- Exercises to complete:
• 1. According to the forum thread on the integral of (ln x)^n, what is the value of L(1)?
• 2. Carry on the forum thread on the integral of (ln x)^n, starting right after its final sentence.
━━━ Reading passage
If I(n)=-n * I(n-1) deduce that I(n) = (-1)^n * n!?

UPDATE:

Hemant: To be honest, I don't see that you have added any content beyond what I had originally posted; which is below:

============================================

============================================

Let's first look at the original problem:

L(n) = ∫ (ln(x) )^n dx , [x = 0,1]

Integrating by parts,

L(n) = x*(ln(x))^n - ∫ x * (1/x)(n*(ln(x))^(n-1) dx , [x = 0, 1]

...... = x*(ln(x))^n - n * ∫(ln(x))^(n-1) dx , [x = 0, 1]

...... = (0 - 0) - n*L(n-1)

because x dominate ln(x) when x=> 0.

Therefore, as you stated:

L(n) = - n * L(n-1)

Before we can deduce what L(n) is, we have to have a starting point. In particular, does L(1) exist?

L(1) = ∫ ln(x) dx , [x = 0,1]

...... = x*ln(x) - x , [x = 0, 1]

...... = 1*0 - 0 - 1 = -1

So L(1) exists and = -1; and this matches the formula, because (-1)^1 * 1! = -1.

Now it is straightforward:

L(1) = -1

L(2) = -2*L(1) = +2

L(3) = -3*L(2) = -3*2

L(4) = -4*L(3) = +4*3*2

Obviously, it works. More formally, we would prove it by induction:

If L(n) = (-1)^n * n! for n = m, and

L(m+1) = -(m+1)*L(m), then

L(m+1) = -(m+1)*(-1)^m * m!

........... = (-1)^(m+1) * (m+1)*(m!)

........... = (-1)^(m+1) * (m+1)!

So if it works for m, it works for m+1.

Since we know it works for m = 1, that implies that it works for all integers 1 and above.

QED

UPDATE :

Nealjkin... frankly, i haven't read your solution.

I had just cast a casual glance at your solution and

those m and m+1 gave me the impression that you were

using the method of mathematical induction. So I shot off

my own solution.
━━━━━━
━━━ Extracted data
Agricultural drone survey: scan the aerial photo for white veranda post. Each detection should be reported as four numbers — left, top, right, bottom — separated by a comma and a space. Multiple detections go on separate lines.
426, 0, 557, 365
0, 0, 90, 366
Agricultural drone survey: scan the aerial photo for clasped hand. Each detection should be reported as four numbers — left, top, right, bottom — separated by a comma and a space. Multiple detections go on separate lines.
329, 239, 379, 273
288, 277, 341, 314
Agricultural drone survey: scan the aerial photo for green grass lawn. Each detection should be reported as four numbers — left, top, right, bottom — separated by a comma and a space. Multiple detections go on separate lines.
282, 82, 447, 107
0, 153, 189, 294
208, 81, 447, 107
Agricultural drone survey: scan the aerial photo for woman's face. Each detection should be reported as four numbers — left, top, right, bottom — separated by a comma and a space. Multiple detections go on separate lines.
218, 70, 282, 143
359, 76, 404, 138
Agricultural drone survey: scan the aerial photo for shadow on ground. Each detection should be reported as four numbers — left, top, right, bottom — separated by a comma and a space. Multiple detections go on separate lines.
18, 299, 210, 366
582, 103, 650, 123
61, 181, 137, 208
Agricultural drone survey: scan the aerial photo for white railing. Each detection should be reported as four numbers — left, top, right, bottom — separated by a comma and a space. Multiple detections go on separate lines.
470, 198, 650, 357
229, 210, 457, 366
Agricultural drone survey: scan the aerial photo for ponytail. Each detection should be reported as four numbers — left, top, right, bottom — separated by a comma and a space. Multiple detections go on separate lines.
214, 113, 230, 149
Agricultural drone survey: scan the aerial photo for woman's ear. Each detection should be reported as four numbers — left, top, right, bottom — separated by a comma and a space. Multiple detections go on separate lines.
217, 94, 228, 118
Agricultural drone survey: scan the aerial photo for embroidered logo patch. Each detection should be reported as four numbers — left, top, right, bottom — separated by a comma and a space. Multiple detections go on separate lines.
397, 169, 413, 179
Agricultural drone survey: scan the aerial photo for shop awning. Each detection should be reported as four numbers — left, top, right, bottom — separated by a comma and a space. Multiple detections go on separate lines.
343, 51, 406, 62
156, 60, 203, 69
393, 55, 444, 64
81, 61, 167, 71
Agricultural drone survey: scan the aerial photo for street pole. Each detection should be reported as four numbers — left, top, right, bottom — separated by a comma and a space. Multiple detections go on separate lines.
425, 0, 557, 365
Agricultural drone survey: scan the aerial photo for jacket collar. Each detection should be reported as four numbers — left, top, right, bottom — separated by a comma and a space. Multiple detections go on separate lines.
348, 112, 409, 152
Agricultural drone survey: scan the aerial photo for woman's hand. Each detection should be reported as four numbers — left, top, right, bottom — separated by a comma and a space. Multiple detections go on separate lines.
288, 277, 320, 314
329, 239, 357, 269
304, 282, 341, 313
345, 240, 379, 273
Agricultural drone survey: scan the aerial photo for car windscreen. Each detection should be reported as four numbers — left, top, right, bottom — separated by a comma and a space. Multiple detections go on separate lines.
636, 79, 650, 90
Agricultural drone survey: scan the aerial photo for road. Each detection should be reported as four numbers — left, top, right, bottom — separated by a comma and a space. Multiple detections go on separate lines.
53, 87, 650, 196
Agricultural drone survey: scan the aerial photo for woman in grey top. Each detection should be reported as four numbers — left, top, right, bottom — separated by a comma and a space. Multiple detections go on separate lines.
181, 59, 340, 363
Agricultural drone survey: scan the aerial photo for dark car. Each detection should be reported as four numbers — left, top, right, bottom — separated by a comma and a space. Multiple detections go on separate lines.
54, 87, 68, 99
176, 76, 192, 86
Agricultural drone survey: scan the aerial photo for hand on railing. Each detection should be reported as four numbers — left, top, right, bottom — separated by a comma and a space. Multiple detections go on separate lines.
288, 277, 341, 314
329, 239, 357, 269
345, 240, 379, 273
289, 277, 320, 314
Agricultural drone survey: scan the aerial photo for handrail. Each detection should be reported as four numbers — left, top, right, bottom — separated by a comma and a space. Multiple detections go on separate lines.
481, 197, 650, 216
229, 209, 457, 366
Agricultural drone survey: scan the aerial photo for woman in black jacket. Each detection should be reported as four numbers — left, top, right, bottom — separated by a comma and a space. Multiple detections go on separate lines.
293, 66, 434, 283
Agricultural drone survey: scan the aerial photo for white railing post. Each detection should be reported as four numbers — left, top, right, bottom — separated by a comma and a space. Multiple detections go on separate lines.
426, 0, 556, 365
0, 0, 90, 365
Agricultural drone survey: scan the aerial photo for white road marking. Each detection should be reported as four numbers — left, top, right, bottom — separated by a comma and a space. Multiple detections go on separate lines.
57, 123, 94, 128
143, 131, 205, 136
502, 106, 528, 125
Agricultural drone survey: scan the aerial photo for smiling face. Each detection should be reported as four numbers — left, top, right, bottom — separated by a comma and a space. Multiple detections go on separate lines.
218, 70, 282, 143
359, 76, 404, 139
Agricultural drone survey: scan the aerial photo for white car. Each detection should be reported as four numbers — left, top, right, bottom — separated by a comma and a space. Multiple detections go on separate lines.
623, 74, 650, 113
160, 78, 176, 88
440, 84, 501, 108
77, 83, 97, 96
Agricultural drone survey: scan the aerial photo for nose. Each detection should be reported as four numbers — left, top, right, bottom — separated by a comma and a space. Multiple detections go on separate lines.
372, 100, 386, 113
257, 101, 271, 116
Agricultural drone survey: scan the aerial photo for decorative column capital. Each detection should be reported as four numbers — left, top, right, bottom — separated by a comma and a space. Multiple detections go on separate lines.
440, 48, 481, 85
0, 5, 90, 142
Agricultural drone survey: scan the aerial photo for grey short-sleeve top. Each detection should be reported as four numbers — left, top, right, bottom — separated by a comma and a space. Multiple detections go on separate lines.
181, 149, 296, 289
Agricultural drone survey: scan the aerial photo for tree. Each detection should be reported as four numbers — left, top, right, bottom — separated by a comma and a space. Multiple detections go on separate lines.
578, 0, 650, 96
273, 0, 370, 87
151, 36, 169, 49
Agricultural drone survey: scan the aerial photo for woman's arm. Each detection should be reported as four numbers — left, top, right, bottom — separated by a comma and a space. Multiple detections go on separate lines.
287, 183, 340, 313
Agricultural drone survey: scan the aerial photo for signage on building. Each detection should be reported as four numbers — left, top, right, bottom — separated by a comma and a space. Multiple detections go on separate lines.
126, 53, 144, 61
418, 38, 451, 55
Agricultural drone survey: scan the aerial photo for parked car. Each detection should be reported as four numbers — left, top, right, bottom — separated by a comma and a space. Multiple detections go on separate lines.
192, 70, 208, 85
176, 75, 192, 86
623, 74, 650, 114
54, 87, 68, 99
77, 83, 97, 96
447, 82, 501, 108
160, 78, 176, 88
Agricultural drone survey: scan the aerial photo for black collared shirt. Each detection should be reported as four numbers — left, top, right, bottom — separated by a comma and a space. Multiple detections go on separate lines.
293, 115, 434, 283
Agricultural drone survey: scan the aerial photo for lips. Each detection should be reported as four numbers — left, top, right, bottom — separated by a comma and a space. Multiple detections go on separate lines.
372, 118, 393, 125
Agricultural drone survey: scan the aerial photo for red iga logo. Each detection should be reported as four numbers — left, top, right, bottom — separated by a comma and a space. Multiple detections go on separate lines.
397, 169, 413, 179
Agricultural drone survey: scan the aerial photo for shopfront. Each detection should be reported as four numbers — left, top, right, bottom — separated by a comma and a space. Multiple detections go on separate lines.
━━━━━━
- Results of the tasks:
• 1. L(1) equals -1.

• 2.
...........................................................................................

Let : I(n) = - n. I(n-1) ... (1)

Then,

I(n-1) = -(n-1). I(n-2)

I(n-2) = -(n-2). I(n-3)

... ... ... ... ... ... ... ...

... ... ... ... ... ... ... ...

I(3) = -3. I(2)

I(2) =- -2. I(1)

I(1) = -1. I(0) = - 0∫1 ( ln x )° dx = - 0∫1 (1)dx

....................= -[x] on [0,1]

....................= - [ 1 - 0 ]

....................= -1.

Hence, combining all these equations backwards, i.e.,

using I(1) in I(2), ... I(2) in I(3), ... , I(n-1) in I(n),

I(n) = (-n)[-(n-1)].[-(n-2)].[-(n-3)]. ... (-3).(-2).(-1)

...... = [ (-1)(-1)(-1) ... n times ].[ 1.2.3. ... (n-1).n ]

...... = (-1)ⁿ. n! ................ Q.E.D.

...............................................................................................................................

Happy To Help !

..........................................................................................................................................